- Work task -
Please give the entries below again exactly, omitting every picture.

- Material for the task -
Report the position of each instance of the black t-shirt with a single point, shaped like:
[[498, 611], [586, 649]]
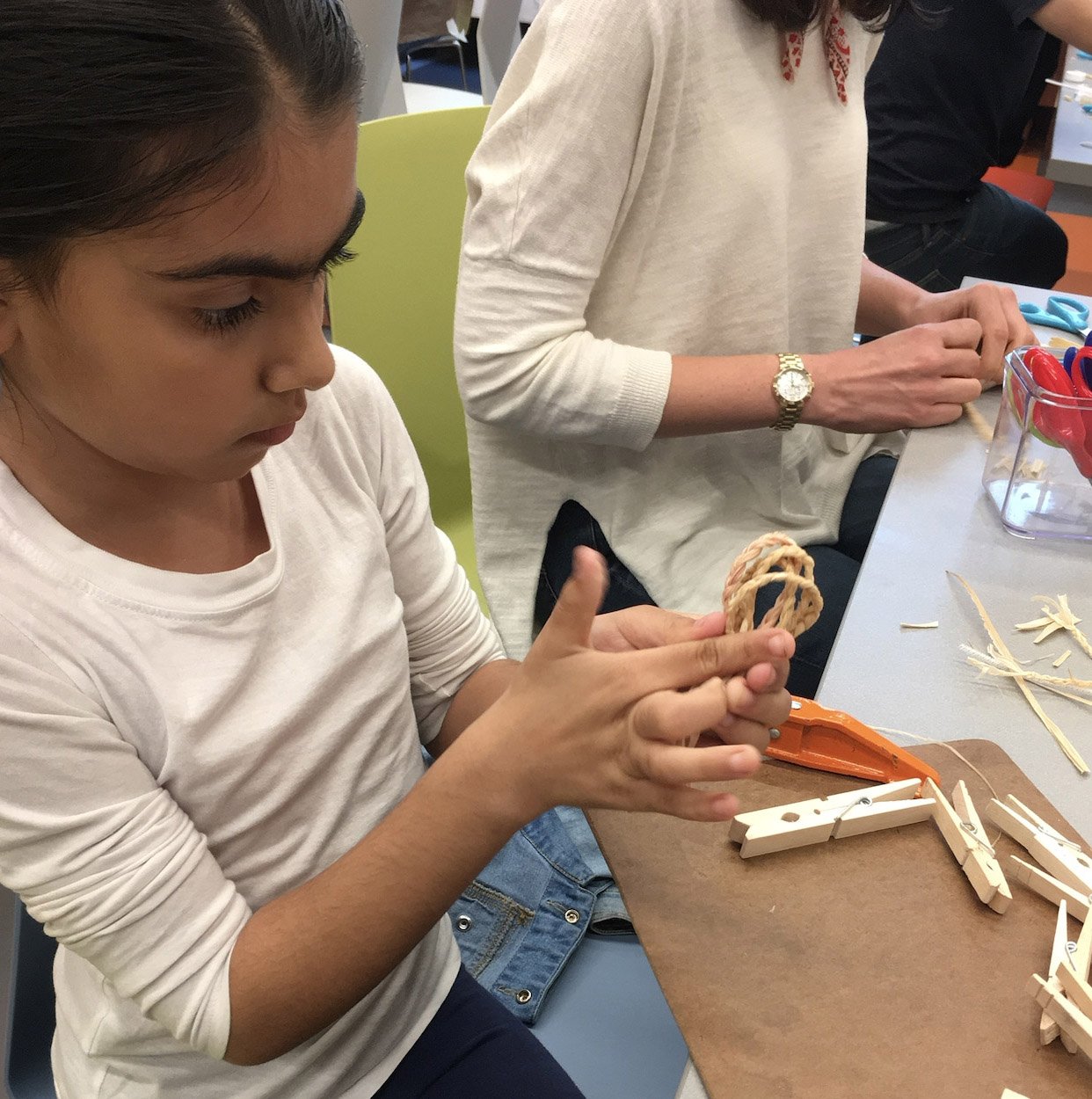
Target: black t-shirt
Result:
[[947, 99]]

- Exercise output -
Report the position of each instance of the black t-shirt with a single point, shaped like:
[[498, 611], [586, 649]]
Target: black t-shirt
Result:
[[947, 99]]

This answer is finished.